-------- SUPPLIED DATA --------

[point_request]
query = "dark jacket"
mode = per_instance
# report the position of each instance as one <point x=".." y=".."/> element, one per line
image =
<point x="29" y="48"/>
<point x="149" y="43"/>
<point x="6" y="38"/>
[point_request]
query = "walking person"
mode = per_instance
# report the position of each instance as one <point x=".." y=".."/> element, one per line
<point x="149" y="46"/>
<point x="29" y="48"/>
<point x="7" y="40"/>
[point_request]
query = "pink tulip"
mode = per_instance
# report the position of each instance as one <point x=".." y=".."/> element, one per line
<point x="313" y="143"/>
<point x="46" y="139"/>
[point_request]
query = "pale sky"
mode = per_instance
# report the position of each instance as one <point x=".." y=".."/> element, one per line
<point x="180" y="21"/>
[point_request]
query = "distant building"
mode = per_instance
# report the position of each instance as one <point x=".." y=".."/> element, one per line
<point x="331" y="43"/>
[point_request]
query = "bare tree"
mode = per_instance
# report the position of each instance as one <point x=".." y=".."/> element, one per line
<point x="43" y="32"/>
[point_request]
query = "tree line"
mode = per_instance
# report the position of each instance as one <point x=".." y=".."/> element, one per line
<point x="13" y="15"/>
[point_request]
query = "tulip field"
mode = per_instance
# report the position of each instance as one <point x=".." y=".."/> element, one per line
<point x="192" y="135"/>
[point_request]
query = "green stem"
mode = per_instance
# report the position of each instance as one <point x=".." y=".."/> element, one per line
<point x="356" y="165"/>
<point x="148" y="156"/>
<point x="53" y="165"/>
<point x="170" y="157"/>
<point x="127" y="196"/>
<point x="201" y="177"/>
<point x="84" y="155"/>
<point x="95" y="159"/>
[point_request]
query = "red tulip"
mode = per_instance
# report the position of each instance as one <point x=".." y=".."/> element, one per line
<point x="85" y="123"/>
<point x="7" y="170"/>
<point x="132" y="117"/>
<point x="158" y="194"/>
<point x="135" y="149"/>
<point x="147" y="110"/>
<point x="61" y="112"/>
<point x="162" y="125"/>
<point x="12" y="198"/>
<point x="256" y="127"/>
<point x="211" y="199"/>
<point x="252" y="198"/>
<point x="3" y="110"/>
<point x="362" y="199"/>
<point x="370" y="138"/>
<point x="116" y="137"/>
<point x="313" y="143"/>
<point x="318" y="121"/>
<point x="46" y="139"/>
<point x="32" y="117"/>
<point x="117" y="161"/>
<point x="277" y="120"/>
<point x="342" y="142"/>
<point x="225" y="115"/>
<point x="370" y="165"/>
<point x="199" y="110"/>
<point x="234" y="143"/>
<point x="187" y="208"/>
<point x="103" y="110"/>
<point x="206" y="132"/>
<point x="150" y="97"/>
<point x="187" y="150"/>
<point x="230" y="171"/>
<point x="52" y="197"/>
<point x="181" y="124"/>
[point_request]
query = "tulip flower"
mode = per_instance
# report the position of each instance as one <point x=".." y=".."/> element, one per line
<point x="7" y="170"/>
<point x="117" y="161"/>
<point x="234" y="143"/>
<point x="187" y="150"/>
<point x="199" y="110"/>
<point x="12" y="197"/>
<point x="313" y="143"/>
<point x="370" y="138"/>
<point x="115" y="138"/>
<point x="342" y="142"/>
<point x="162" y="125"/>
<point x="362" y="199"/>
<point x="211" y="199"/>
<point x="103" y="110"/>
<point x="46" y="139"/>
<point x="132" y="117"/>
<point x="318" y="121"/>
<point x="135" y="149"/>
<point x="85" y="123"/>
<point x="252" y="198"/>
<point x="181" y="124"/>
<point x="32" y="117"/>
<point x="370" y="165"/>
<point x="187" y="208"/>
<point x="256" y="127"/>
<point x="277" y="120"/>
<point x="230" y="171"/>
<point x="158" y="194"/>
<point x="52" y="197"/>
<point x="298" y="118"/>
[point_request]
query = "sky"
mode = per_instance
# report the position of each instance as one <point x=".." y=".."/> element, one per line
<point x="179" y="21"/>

--------

■ WHAT IS EXPECTED ■
Only the data above, repeated exactly, should make up the reply.

■ EXERCISE ANSWER ■
[point_request]
query = "dark jacket"
mode = per_instance
# report the position of each instance as one <point x=".." y=".."/> element, one per line
image =
<point x="29" y="48"/>
<point x="149" y="43"/>
<point x="6" y="38"/>
[point_request]
query = "walking person"
mode = per_instance
# report the position of each instance as one <point x=".." y=".."/> element, one per line
<point x="149" y="46"/>
<point x="29" y="48"/>
<point x="7" y="40"/>
[point_request]
query = "pink tulip"
mode = per_instance
# report the position of each instance as one <point x=".." y=".."/> element, one per line
<point x="313" y="143"/>
<point x="46" y="139"/>
[point_request]
query = "pale sky"
mode = per_instance
# report the position of each instance as one <point x=".." y=".."/> element, one per line
<point x="180" y="21"/>
[point_request]
query = "distant building"
mode = per_instance
# report the position of each instance as one <point x=".." y=".."/> element, one per line
<point x="331" y="43"/>
[point_request]
query = "bare tree"
mode = per_instance
# report the position of each instance as one <point x=".." y=".."/> element, one per line
<point x="43" y="32"/>
[point_request]
query = "tree line"
mode = per_instance
# report the position of each instance as one <point x=".." y=".."/> element, one per line
<point x="13" y="15"/>
[point_request]
query = "tulip field"
mode = per_instance
# report the position of each instance as one <point x=".." y=".."/> element, one per line
<point x="192" y="135"/>
[point_request]
query = "green stem"
mode = per_instance
# report the position of each instance as one <point x=".." y=".."/> element, one per line
<point x="356" y="165"/>
<point x="148" y="156"/>
<point x="53" y="165"/>
<point x="170" y="157"/>
<point x="127" y="196"/>
<point x="201" y="177"/>
<point x="84" y="155"/>
<point x="95" y="159"/>
[point_request]
query = "red tulip"
mode = per_instance
# report the position of each instance as one <point x=".." y=".."/> element, one per line
<point x="85" y="123"/>
<point x="7" y="170"/>
<point x="132" y="117"/>
<point x="158" y="194"/>
<point x="135" y="149"/>
<point x="147" y="110"/>
<point x="61" y="112"/>
<point x="162" y="125"/>
<point x="12" y="198"/>
<point x="256" y="127"/>
<point x="211" y="199"/>
<point x="252" y="198"/>
<point x="3" y="110"/>
<point x="362" y="199"/>
<point x="370" y="138"/>
<point x="116" y="137"/>
<point x="313" y="143"/>
<point x="318" y="121"/>
<point x="46" y="139"/>
<point x="32" y="117"/>
<point x="117" y="161"/>
<point x="277" y="120"/>
<point x="342" y="142"/>
<point x="225" y="115"/>
<point x="370" y="165"/>
<point x="199" y="110"/>
<point x="234" y="143"/>
<point x="187" y="208"/>
<point x="103" y="110"/>
<point x="206" y="132"/>
<point x="150" y="97"/>
<point x="187" y="150"/>
<point x="230" y="171"/>
<point x="52" y="197"/>
<point x="181" y="124"/>
[point_request]
query = "tulip flower"
mode = per_instance
# report the position of each instance as one <point x=".." y=".."/> element, one per line
<point x="7" y="170"/>
<point x="117" y="161"/>
<point x="234" y="143"/>
<point x="187" y="150"/>
<point x="199" y="110"/>
<point x="12" y="197"/>
<point x="313" y="143"/>
<point x="370" y="138"/>
<point x="115" y="138"/>
<point x="342" y="142"/>
<point x="162" y="125"/>
<point x="362" y="199"/>
<point x="211" y="199"/>
<point x="103" y="110"/>
<point x="46" y="139"/>
<point x="132" y="117"/>
<point x="318" y="121"/>
<point x="135" y="149"/>
<point x="85" y="123"/>
<point x="252" y="198"/>
<point x="181" y="124"/>
<point x="32" y="117"/>
<point x="370" y="165"/>
<point x="187" y="208"/>
<point x="256" y="127"/>
<point x="277" y="120"/>
<point x="230" y="171"/>
<point x="158" y="194"/>
<point x="52" y="197"/>
<point x="298" y="118"/>
[point_request]
query = "sky"
mode = per_instance
# report the position of each instance as one <point x=".." y=".."/> element, one per line
<point x="179" y="21"/>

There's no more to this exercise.